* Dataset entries
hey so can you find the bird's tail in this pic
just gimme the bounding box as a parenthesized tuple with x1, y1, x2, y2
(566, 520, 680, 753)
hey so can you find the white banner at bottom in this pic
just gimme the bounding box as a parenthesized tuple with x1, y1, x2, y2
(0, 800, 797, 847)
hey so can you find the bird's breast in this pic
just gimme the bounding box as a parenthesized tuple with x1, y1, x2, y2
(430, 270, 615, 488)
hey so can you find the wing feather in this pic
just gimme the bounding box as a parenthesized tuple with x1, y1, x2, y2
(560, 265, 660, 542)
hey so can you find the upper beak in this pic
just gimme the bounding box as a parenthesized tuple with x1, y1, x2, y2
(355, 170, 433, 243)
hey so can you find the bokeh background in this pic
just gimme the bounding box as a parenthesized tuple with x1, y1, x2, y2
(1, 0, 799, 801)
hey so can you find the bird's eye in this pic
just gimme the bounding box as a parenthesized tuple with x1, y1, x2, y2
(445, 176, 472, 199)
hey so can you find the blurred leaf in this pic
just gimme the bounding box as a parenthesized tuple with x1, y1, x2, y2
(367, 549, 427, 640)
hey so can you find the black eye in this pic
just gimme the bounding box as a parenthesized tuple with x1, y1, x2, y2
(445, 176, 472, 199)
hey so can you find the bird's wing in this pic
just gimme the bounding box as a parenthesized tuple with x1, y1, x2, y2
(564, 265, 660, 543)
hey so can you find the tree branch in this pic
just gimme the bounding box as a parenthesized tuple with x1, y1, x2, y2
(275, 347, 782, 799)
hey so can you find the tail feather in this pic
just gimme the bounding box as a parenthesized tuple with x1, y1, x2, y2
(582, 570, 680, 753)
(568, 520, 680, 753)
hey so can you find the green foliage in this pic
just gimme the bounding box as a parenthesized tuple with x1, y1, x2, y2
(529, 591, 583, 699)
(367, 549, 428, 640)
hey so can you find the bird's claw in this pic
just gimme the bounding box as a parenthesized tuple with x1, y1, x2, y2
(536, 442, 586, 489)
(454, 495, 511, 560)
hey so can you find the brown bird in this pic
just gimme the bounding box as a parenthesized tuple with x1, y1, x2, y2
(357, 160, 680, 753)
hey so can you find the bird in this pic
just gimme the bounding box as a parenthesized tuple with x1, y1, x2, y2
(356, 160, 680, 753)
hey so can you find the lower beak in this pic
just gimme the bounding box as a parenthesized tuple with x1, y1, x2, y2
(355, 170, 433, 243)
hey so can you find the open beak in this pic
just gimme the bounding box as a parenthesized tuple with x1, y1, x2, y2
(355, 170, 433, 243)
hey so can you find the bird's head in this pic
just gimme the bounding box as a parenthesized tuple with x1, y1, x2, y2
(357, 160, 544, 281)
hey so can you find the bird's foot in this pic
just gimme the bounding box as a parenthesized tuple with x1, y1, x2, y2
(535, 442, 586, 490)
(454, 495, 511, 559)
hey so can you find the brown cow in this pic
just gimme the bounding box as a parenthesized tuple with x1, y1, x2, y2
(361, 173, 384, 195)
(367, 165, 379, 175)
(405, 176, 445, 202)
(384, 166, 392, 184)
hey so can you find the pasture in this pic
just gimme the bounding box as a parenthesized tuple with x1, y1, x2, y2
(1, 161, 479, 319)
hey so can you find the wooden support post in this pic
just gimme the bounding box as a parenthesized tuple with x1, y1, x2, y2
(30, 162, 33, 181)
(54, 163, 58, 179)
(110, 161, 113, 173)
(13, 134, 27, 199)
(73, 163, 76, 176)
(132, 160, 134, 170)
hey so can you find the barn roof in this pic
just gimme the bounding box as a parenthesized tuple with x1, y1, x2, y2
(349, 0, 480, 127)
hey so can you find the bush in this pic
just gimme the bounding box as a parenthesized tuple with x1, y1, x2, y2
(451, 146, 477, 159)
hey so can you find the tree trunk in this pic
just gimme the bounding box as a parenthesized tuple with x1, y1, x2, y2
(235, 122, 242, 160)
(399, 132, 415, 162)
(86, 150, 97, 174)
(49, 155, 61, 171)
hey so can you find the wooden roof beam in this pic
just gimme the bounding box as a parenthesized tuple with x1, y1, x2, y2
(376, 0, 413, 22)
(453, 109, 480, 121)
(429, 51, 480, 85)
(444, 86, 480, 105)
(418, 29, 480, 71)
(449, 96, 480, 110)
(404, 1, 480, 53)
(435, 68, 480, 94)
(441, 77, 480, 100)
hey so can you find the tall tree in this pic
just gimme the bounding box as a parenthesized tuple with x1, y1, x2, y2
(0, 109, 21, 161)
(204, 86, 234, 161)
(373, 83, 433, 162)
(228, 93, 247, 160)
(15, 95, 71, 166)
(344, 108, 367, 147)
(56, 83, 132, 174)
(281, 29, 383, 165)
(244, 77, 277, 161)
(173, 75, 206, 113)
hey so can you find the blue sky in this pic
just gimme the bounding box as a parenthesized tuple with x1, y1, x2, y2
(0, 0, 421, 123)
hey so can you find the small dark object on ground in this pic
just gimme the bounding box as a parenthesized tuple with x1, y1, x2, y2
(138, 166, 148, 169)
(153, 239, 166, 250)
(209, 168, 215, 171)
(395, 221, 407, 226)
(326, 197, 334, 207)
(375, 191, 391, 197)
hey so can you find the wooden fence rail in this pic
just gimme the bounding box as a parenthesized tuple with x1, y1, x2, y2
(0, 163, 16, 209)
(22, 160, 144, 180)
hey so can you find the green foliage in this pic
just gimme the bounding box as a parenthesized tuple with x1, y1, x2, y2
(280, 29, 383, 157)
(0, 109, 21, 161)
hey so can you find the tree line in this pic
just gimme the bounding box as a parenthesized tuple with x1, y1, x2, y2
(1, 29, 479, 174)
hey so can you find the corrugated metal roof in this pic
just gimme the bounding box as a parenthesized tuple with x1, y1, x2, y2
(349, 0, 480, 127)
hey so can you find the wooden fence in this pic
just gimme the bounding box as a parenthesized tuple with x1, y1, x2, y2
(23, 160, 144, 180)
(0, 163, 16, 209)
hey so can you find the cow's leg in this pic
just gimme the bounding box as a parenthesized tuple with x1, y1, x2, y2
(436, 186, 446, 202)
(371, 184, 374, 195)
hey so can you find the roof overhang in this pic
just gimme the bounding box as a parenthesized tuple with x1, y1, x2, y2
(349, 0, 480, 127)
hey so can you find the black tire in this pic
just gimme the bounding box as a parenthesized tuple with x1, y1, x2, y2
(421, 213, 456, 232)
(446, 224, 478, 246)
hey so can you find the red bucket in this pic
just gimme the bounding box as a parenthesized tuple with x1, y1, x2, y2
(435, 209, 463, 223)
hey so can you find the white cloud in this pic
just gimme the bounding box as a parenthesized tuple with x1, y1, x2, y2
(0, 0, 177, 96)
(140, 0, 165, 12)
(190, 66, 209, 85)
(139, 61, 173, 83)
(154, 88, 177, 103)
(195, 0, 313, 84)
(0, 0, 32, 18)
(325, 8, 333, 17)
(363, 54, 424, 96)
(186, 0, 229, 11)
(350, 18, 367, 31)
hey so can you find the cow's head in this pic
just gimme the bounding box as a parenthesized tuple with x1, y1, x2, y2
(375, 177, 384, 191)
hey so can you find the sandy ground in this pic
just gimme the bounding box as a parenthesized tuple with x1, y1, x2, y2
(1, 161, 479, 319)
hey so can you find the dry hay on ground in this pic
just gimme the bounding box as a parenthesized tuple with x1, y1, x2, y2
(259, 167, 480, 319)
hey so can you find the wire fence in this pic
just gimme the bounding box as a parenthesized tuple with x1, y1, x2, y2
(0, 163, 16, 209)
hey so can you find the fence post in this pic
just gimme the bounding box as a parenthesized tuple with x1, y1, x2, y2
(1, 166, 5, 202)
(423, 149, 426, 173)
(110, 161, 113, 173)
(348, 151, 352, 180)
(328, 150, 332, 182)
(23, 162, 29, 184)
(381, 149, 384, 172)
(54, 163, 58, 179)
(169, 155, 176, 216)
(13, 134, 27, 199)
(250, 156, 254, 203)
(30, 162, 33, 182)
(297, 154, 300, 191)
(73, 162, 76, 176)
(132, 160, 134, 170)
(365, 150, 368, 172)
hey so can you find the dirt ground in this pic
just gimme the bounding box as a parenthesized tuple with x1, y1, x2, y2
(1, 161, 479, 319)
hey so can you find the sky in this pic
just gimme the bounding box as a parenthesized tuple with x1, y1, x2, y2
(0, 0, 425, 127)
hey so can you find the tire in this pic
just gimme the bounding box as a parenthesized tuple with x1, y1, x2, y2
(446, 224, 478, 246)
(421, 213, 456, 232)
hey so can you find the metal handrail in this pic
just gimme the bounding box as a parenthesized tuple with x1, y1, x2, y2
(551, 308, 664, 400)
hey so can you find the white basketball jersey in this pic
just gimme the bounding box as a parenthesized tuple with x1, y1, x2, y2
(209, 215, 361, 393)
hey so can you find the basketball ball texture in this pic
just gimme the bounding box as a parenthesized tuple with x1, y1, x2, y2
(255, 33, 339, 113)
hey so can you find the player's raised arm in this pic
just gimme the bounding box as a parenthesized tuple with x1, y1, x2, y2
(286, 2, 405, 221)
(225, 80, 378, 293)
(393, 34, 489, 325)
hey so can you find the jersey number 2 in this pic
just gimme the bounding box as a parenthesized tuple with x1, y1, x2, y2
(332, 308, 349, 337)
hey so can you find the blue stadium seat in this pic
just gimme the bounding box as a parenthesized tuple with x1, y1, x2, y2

* How to complete this task
Copy each line above that has the word "bird".

* Output of the task
hey so can you find the bird's tail in this pic
hey so can you find the bird's breast in this pic
hey so can you find the bird's eye in this pic
hey so can you find the bird's wing in this pic
hey so can you find the bird's claw in this pic
hey so can you find the brown bird in this pic
hey so can you find the bird in this pic
hey so can you find the bird's head in this pic
hey so can you find the bird's foot in this pic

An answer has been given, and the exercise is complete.